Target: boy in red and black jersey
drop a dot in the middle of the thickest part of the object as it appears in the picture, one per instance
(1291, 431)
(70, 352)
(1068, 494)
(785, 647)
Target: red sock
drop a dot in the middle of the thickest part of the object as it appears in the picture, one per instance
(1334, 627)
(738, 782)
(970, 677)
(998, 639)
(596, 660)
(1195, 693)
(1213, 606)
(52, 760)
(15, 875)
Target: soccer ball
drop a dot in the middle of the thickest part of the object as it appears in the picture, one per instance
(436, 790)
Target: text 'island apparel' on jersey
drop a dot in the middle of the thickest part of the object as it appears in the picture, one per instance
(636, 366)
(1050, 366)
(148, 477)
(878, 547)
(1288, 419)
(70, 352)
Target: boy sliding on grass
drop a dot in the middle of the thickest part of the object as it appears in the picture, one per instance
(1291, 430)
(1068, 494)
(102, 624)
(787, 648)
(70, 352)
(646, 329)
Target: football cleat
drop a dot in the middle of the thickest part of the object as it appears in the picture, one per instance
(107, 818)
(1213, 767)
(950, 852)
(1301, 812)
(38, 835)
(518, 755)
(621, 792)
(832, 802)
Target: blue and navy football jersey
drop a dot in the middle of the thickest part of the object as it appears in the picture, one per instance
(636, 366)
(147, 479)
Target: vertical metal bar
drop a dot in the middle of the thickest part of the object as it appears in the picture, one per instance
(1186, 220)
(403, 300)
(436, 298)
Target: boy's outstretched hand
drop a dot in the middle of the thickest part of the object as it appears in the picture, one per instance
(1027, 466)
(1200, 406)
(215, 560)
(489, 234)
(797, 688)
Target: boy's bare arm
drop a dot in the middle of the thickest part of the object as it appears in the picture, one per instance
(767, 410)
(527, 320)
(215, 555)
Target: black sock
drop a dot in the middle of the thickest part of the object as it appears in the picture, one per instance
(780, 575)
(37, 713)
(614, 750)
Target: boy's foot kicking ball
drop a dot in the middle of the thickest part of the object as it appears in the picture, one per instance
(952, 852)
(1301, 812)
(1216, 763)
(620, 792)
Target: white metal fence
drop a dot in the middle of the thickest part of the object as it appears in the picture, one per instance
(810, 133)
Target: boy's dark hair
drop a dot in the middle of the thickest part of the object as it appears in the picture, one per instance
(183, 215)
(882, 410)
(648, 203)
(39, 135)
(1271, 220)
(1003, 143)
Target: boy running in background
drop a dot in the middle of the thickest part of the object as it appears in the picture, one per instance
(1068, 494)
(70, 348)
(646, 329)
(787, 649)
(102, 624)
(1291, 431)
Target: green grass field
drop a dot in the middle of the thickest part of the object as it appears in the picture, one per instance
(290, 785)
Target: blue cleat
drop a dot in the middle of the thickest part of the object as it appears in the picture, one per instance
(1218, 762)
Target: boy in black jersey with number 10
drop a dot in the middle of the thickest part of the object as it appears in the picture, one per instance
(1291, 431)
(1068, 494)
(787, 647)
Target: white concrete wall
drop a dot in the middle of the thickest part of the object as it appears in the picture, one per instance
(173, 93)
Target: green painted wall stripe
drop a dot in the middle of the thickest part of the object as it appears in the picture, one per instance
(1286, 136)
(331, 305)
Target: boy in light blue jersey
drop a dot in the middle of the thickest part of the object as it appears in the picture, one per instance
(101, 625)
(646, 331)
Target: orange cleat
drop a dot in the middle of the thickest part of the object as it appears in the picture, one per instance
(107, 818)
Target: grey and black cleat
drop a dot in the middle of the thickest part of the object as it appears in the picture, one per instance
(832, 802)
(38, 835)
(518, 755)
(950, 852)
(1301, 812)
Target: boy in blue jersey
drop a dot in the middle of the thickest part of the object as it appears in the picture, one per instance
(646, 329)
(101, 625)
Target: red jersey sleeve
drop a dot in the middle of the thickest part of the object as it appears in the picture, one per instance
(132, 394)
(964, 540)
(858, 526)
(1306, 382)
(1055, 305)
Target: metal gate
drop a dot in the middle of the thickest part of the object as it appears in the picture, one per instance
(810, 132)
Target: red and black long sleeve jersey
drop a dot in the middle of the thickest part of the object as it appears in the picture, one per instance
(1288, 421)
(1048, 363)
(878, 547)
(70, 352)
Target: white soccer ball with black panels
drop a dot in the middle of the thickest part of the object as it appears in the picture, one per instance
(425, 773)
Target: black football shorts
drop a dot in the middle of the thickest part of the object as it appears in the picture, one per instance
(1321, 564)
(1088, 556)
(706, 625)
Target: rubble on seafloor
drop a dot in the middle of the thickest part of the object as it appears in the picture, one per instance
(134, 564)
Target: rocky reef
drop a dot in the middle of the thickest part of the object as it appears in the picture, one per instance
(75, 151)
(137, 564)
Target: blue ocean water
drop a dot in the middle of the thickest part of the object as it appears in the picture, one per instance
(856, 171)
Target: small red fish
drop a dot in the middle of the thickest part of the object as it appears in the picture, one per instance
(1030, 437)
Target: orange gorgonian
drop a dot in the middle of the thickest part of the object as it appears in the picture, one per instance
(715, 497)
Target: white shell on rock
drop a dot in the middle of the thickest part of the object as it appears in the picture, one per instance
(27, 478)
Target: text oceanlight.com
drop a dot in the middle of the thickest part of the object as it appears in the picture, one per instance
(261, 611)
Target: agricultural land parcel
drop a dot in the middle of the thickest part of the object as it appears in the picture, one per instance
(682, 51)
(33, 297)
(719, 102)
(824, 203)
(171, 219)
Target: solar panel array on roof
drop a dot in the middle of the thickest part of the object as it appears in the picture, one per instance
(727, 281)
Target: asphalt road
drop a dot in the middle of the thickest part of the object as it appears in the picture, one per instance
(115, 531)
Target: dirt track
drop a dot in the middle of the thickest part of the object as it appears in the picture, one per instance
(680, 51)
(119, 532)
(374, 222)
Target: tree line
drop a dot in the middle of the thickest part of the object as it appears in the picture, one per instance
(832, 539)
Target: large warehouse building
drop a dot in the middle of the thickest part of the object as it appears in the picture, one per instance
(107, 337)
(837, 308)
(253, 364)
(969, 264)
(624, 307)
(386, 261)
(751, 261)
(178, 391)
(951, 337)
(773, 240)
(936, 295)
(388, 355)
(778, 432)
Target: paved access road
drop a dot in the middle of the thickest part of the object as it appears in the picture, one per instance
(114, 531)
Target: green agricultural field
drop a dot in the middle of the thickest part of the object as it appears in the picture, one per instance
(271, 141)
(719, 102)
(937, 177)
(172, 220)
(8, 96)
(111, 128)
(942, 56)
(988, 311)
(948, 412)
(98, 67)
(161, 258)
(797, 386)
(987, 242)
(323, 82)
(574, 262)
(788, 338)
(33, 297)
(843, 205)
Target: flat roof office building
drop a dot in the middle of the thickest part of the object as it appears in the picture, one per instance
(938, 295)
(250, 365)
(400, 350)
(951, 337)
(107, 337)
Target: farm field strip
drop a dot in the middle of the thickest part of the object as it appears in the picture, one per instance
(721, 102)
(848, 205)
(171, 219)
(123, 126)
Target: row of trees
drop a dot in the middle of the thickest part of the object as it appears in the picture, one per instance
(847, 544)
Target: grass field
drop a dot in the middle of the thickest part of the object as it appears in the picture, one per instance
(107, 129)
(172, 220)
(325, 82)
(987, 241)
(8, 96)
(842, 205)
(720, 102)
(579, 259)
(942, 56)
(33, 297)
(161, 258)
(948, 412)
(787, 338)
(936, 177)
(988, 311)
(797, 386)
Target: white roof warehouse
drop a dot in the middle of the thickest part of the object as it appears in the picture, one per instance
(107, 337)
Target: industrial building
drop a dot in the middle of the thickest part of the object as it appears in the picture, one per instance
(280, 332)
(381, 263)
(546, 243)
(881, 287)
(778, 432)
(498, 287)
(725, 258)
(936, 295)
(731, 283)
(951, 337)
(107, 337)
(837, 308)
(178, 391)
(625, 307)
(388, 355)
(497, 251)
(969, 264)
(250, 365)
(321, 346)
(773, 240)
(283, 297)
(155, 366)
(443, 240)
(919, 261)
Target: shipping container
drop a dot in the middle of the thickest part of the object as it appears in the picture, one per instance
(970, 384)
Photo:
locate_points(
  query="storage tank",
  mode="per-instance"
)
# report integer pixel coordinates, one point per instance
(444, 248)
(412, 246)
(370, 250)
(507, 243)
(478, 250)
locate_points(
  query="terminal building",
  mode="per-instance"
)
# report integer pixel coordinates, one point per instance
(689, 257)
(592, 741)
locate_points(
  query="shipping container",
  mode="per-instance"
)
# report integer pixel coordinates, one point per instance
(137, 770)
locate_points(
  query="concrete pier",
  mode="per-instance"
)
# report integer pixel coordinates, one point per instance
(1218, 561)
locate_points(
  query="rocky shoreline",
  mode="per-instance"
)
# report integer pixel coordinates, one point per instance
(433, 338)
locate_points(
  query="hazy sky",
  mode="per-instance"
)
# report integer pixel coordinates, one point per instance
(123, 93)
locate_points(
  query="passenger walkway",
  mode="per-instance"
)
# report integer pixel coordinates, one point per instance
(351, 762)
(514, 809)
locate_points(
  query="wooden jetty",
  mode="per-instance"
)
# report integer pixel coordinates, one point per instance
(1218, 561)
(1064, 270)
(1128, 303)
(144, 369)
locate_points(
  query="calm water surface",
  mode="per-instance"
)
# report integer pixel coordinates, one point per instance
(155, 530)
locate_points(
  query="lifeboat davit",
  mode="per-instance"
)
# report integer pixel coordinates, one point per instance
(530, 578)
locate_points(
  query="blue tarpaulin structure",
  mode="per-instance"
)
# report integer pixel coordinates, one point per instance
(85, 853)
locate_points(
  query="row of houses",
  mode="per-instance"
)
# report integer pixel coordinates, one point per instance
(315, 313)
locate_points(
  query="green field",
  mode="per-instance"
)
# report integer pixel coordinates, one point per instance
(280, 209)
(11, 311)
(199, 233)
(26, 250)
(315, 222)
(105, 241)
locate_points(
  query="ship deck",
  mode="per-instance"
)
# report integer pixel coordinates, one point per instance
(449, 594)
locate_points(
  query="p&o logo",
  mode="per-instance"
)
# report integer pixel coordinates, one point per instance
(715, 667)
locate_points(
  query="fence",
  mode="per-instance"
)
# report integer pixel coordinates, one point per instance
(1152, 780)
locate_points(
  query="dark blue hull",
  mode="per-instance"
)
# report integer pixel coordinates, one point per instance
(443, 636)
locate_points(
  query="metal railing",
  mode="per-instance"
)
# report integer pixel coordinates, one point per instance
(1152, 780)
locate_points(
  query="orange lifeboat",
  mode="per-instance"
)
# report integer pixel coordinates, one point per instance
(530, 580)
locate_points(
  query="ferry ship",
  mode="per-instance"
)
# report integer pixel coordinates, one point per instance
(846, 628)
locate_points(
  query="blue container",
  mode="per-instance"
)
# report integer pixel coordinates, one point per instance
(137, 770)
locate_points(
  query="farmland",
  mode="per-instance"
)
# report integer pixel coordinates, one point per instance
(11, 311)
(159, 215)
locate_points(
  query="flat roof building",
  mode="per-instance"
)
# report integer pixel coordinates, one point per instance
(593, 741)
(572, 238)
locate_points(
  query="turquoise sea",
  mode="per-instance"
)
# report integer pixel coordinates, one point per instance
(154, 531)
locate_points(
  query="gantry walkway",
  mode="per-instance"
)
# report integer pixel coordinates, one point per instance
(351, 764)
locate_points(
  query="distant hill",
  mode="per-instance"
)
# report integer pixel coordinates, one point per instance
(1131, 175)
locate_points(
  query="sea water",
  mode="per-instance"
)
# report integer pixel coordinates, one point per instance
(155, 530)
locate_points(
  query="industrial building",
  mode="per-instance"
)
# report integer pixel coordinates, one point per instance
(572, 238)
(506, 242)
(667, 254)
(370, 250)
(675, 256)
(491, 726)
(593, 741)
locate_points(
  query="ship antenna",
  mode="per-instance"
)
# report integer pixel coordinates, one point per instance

» AIM: Rewrite the material above, starting at the line containing "Target: small red fish" and ending at the line containing "(1030, 437)", with every other line between them unchanged. Offset each number in the point coordinates by -41.

» SOLUTION TO THE EXERCISE:
Target: small red fish
drop a dot in the middle of the thickest part of the object as it appears in the picture, one per instance
(989, 396)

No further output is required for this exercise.